##### RECORDS PROVIDED #####
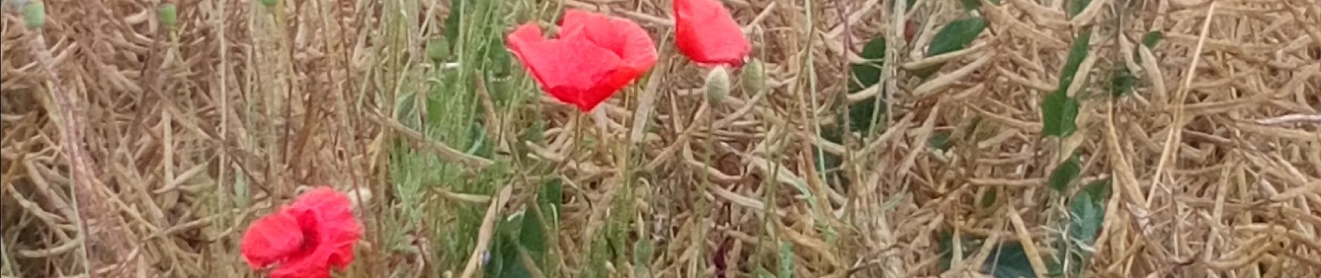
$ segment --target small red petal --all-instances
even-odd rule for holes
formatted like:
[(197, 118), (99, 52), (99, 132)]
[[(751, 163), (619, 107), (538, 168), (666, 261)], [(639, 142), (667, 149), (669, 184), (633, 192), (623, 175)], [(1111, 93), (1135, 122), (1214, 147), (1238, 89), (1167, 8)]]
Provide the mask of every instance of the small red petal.
[(697, 65), (742, 66), (752, 45), (717, 0), (674, 0), (675, 45)]
[(291, 209), (305, 209), (299, 220), (304, 231), (314, 231), (317, 245), (312, 257), (317, 257), (318, 264), (343, 269), (353, 262), (353, 248), (362, 237), (362, 227), (353, 215), (349, 196), (321, 187), (304, 194)]
[(299, 220), (283, 212), (258, 219), (243, 235), (239, 252), (252, 269), (264, 269), (283, 261), (303, 246)]

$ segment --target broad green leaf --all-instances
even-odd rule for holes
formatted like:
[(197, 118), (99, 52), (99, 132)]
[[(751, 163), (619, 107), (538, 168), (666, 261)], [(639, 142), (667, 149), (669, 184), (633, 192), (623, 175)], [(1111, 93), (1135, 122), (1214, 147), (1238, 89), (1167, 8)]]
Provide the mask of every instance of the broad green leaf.
[[(931, 46), (926, 49), (926, 57), (963, 50), (985, 29), (987, 21), (982, 17), (968, 16), (955, 20), (941, 28), (939, 33), (935, 33), (935, 37), (931, 38)], [(926, 79), (931, 74), (935, 74), (935, 71), (939, 71), (942, 66), (945, 63), (918, 69), (913, 71), (913, 75)]]
[[(1100, 228), (1106, 223), (1106, 200), (1110, 198), (1110, 179), (1087, 184), (1069, 204), (1067, 238), (1062, 241), (1065, 260), (1055, 258), (1050, 271), (1053, 275), (1069, 274), (1077, 277), (1091, 261), (1091, 245), (1096, 242)], [(1058, 256), (1057, 256), (1058, 257)]]
[(1069, 183), (1078, 178), (1078, 171), (1082, 170), (1082, 163), (1078, 161), (1078, 155), (1071, 155), (1059, 166), (1055, 166), (1054, 171), (1050, 171), (1049, 183), (1050, 188), (1057, 192), (1067, 192)]
[(1028, 261), (1028, 252), (1022, 244), (1003, 244), (995, 256), (987, 258), (982, 266), (982, 273), (991, 273), (995, 278), (1032, 278), (1037, 277)]
[(1078, 129), (1078, 100), (1063, 91), (1050, 94), (1041, 101), (1041, 134), (1067, 137)]
[(1085, 29), (1069, 50), (1069, 61), (1065, 63), (1063, 72), (1059, 74), (1059, 87), (1041, 101), (1042, 136), (1067, 137), (1077, 130), (1078, 126), (1074, 121), (1078, 119), (1078, 99), (1069, 96), (1069, 84), (1073, 84), (1082, 61), (1087, 59), (1090, 42), (1091, 29)]
[[(967, 258), (982, 249), (983, 241), (983, 238), (960, 238), (963, 245), (962, 257)], [(950, 270), (950, 262), (954, 261), (954, 235), (948, 231), (941, 232), (937, 245), (941, 249), (941, 270)], [(1021, 244), (1000, 244), (992, 250), (995, 253), (987, 257), (985, 264), (982, 266), (982, 273), (996, 278), (1037, 277), (1032, 270), (1032, 264), (1028, 261), (1028, 253), (1024, 252)]]
[(497, 224), (495, 238), (491, 241), (491, 249), (489, 250), (490, 261), (485, 264), (486, 277), (531, 277), (523, 262), (518, 260), (519, 240), (515, 236), (519, 233), (522, 224), (526, 223), (526, 215), (523, 215)]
#####
Copy out the full listing above word for word, omitting the pictures.

## EXERCISE ANSWER
$ segment --target small red petal --all-instances
even-odd rule for holes
formatted like:
[(197, 118), (99, 52), (99, 132)]
[[(751, 163), (619, 107), (538, 168), (666, 261)], [(639, 142), (667, 149), (669, 184), (633, 192), (623, 175)], [(1111, 93), (1135, 122), (1214, 147), (1238, 89), (1167, 8)]]
Provide the mask of every instance of the small red petal.
[(697, 65), (742, 66), (752, 45), (717, 0), (674, 0), (675, 45)]
[(291, 209), (305, 209), (299, 220), (304, 231), (314, 231), (317, 245), (312, 257), (317, 257), (318, 264), (343, 269), (353, 262), (353, 248), (362, 237), (362, 227), (353, 215), (349, 196), (321, 187), (304, 194)]
[(299, 220), (283, 212), (258, 219), (243, 235), (239, 252), (252, 269), (264, 269), (283, 261), (303, 246)]

$ segment --target broad green leaf --all-instances
even-odd rule for holes
formatted like:
[(197, 118), (99, 52), (99, 132)]
[[(751, 163), (619, 107), (538, 168), (666, 261)], [(639, 142), (667, 149), (669, 184), (633, 192), (623, 175)], [(1111, 93), (1135, 122), (1214, 147), (1238, 89), (1167, 8)]]
Provide the mask of every instance of the broad green leaf.
[[(931, 46), (926, 49), (926, 57), (963, 50), (985, 29), (987, 21), (982, 17), (968, 16), (955, 20), (941, 28), (939, 33), (935, 33), (935, 37), (931, 38)], [(926, 79), (931, 74), (935, 74), (935, 71), (939, 71), (942, 66), (945, 63), (918, 69), (913, 71), (913, 75)]]
[[(1100, 228), (1106, 223), (1106, 200), (1110, 198), (1110, 179), (1087, 184), (1069, 204), (1067, 238), (1062, 241), (1065, 260), (1055, 258), (1050, 271), (1053, 275), (1069, 274), (1077, 277), (1091, 261), (1091, 245), (1096, 242)], [(1058, 256), (1057, 256), (1058, 257)]]
[(1069, 183), (1078, 178), (1078, 171), (1082, 170), (1082, 163), (1078, 161), (1078, 155), (1071, 155), (1059, 166), (1055, 166), (1054, 171), (1050, 171), (1049, 183), (1050, 188), (1057, 192), (1067, 192)]
[(1028, 261), (1028, 252), (1022, 244), (1003, 244), (995, 256), (987, 258), (982, 266), (982, 273), (991, 273), (995, 278), (1032, 278), (1037, 277)]
[(1078, 129), (1078, 100), (1063, 91), (1050, 94), (1041, 101), (1041, 134), (1067, 137)]
[(1085, 29), (1069, 50), (1069, 61), (1065, 63), (1063, 72), (1059, 74), (1059, 87), (1041, 101), (1042, 136), (1067, 137), (1077, 130), (1078, 126), (1074, 121), (1078, 119), (1078, 99), (1069, 96), (1069, 84), (1073, 84), (1082, 61), (1087, 59), (1090, 42), (1091, 29)]
[[(967, 258), (982, 249), (983, 241), (983, 238), (960, 238), (963, 245), (962, 257)], [(950, 270), (950, 262), (954, 261), (954, 235), (948, 231), (941, 232), (937, 245), (941, 249), (941, 270)], [(1021, 244), (1000, 244), (992, 250), (995, 253), (987, 257), (985, 264), (982, 266), (982, 273), (996, 278), (1037, 277), (1032, 270), (1032, 264), (1028, 261), (1028, 253), (1024, 252)]]
[(497, 224), (495, 238), (491, 241), (491, 249), (489, 250), (490, 261), (485, 264), (486, 277), (531, 277), (523, 262), (518, 260), (519, 240), (515, 236), (519, 233), (522, 224), (526, 223), (526, 215), (523, 215)]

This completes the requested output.